Copy out the material below, swapping every "example output" for "sample output" and leaving all else as it stands.

[start]

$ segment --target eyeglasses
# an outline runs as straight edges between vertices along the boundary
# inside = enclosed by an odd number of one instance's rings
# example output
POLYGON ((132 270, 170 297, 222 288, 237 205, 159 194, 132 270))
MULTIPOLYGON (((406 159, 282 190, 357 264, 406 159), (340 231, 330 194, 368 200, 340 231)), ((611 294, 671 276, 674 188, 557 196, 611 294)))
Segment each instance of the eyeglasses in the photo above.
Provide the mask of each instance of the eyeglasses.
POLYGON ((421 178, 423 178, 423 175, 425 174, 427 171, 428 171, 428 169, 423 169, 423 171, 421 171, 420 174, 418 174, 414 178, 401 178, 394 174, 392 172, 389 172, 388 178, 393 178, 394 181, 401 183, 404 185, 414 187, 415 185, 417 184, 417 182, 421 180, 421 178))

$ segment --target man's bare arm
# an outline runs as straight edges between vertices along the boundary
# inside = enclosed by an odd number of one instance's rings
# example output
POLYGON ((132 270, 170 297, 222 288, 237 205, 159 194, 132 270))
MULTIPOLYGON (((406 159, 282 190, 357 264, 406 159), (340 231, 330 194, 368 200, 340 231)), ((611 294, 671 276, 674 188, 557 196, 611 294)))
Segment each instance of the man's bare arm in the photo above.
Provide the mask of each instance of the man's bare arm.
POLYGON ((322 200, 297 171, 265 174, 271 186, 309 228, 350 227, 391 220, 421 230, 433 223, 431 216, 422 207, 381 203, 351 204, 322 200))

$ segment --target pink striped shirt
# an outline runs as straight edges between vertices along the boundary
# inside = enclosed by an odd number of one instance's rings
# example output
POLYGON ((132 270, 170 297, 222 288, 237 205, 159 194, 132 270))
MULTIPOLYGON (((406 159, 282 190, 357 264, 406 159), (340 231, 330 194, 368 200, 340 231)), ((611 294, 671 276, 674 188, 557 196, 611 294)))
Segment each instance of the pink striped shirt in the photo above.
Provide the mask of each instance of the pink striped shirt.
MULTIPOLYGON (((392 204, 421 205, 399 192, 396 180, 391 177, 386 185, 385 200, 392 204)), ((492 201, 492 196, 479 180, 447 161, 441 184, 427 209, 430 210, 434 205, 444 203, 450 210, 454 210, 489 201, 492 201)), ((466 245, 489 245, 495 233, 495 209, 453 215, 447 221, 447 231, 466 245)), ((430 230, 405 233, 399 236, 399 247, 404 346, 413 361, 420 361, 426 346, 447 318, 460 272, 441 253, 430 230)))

[end]

▶ _Answer to this problem_:
$ segment --target eyeglasses
# an outline runs as straight edges between vertices along the boundary
# inside = enclosed by an odd number of one instance's rings
# sample output
POLYGON ((132 270, 170 297, 222 288, 237 205, 159 194, 132 270))
MULTIPOLYGON (((406 159, 282 190, 357 264, 406 159), (340 231, 330 194, 368 200, 340 231)), ((611 294, 671 276, 674 188, 557 196, 611 294)))
Segment each instance of the eyeglasses in the photo above.
Provide the mask of each instance of the eyeglasses.
POLYGON ((421 178, 423 178, 423 175, 425 174, 427 171, 428 171, 428 169, 423 169, 423 171, 421 171, 420 174, 418 174, 414 178, 401 178, 394 174, 392 172, 389 172, 388 178, 393 178, 394 181, 401 183, 404 185, 414 187, 415 185, 417 184, 417 182, 421 180, 421 178))

$ segment --target man's bare arm
# an outline runs as straight edges between vertices along the boundary
# inside = enclosed by an odd number of one instance's rings
# sample output
POLYGON ((132 270, 170 297, 222 288, 237 205, 159 194, 132 270))
MULTIPOLYGON (((406 159, 282 190, 357 264, 406 159), (340 231, 330 194, 368 200, 340 231)), ((611 294, 671 276, 674 188, 557 196, 611 294)))
Segment each instance of the man's bare arm in the photo above.
Provide the mask of each instance of the man's bare arm.
POLYGON ((322 200, 297 171, 265 174, 271 186, 309 228, 350 227, 391 220, 421 230, 433 223, 431 216, 422 207, 381 203, 351 204, 322 200))

$ segment --target pink striped shirt
# an outline runs as straight edges between vertices along the boundary
# inside = enclosed by an odd number of one instance's rings
# sample output
POLYGON ((132 270, 170 297, 222 288, 237 205, 159 194, 132 270))
MULTIPOLYGON (((406 159, 282 190, 357 264, 406 159), (340 231, 330 194, 368 200, 340 231)), ((611 294, 671 276, 674 188, 557 196, 611 294)))
Segment each instance of the pink striped shirt in the photo above.
Provide the mask of each instance of the pink striped shirt.
MULTIPOLYGON (((392 204, 421 205, 399 192, 396 180, 391 177, 386 185, 385 200, 392 204)), ((492 201, 492 196, 479 180, 447 161, 441 184, 427 209, 430 210, 434 205, 444 203, 450 210, 454 210, 489 201, 492 201)), ((466 245, 489 245, 495 233, 495 209, 453 215, 447 221, 447 231, 466 245)), ((430 230, 405 233, 399 236, 399 247, 404 346, 413 361, 420 361, 426 346, 447 318, 460 272, 441 253, 430 230)))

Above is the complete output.